### Description of the task
Please summarize the account of Alex's return to his old Pripyat apartment in two sentences.

---- Document extract

Alex walks in the open front door. We climb the cracked steps, littered with broken glass, rusted piles of old pipes, crushed ceramic tiles, and mounds of dust. On the stairwell landings there are odd pieces of furniture, a busted chair, a table missing its legs, and more rusted pipes lie on the steps of the cement staircase. He peers into the elevator shaft. “Whew,” he says and shakes his head. There’s just a gaping empty space with loose cables stretching all the way to the ground floor. Pripyat was looted soon after the accident, and since everything here is radioactive, all the things that were stolen and sold have spread radioactivity all over the former Soviet Union. The elevator car and its parts are now somewhere else, shedding their radiation.
The decay and destruction have an odd beauty. Life and objects left to the elements have become like art. They are all part of a time gone, a time that does not exist anymore. The Soviet Union fell apart not long after the Chernobyl disaster, in part because of the widespread distrust and dismay it inspired. Gorbachev said, “For me, life is divided into a time before Chernobyl and a time after.”
Alex climbs two steps at a time, and we follow. There is more and more debris the higher we climb: discarded refrigerator and stove parts, slats of wood, and more shards of glass. He quickly reaches the eighth floor and points to a moldy, brown padded door on the left. It creaks when he pushes on it, and he walks into his musty, decaying apartment. He darts from room to room as though to make sure he is not in some dream.
Alex stops, tapping his foot on the floor. “Here, bedroom,” he says. He stands in a small, sunny room with a decades-old mattress in the corner, soggy, ripped, springs sticking out; near the window a pile of moist clothes sits in a heap. He picks up a pair of kid’s navy blue shorts. “Mine,” he says and drops them to the floor back on the same heap. He walks through his old bedroom to an adjacent room. “Here play games, stereo,” he says.
From a tiny terrace outside the apartment’s living room, the Chernobyl reactor is visible in the distance, its blocky shape now covered over by the sarcophagus, the concrete coffin designed to contain its radioactive dangers. “We see fire,” Alex says, shaking his head. He goes into the kitchen, looks out the window for a moment, then walks out of his home. He goes across the hall and taps on the door. “My friend, here,” he says and touches his heart.
I walk behind Alex as he leaves. We don’t say anything. Heshowed me something close to him. Why? I don’t know. Maybe Alex wanted someone to bear witness. Maybe he wanted another human being to live this moment with him.

--------
---- Source material

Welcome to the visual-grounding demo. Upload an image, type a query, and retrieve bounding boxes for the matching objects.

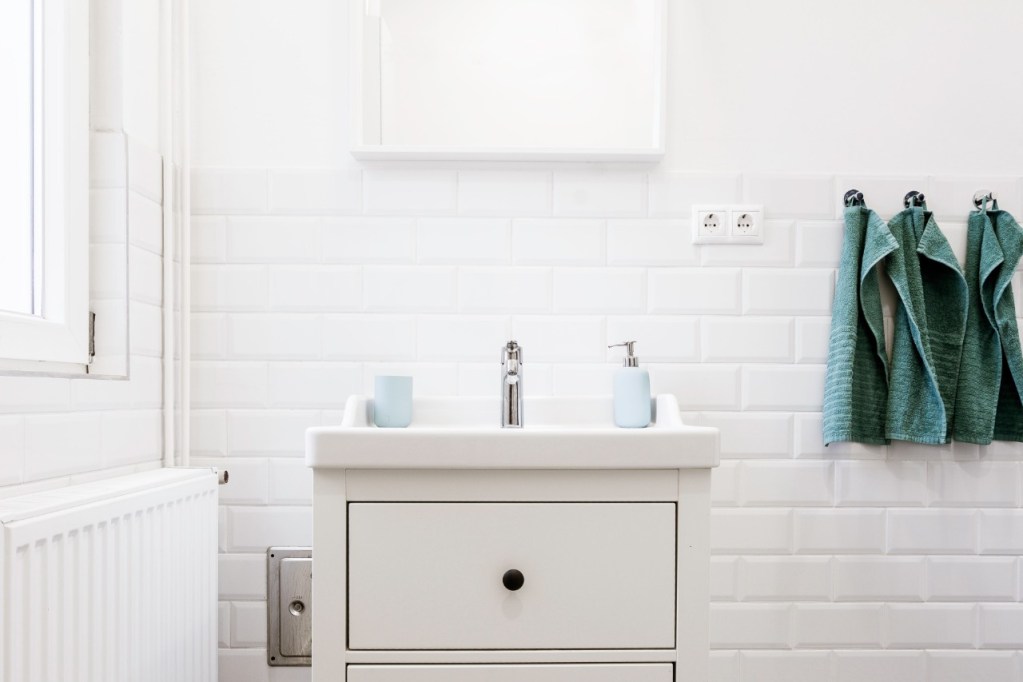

--------

### Written response
Alex leads the narrator up a looted, debris-strewn stairwell in Pripyat to his decaying eighth-floor apartment, where he shows his old bedroom, picks up a pair of his childhood shorts, and points out the room where he played games. From a terrace the sarcophagus-covered Chernobyl reactor is visible, and Alex recalls seeing fire, taps on a friend's door across the hall, and leaves in silence while the narrator wonders whether he wanted someone to bear witness.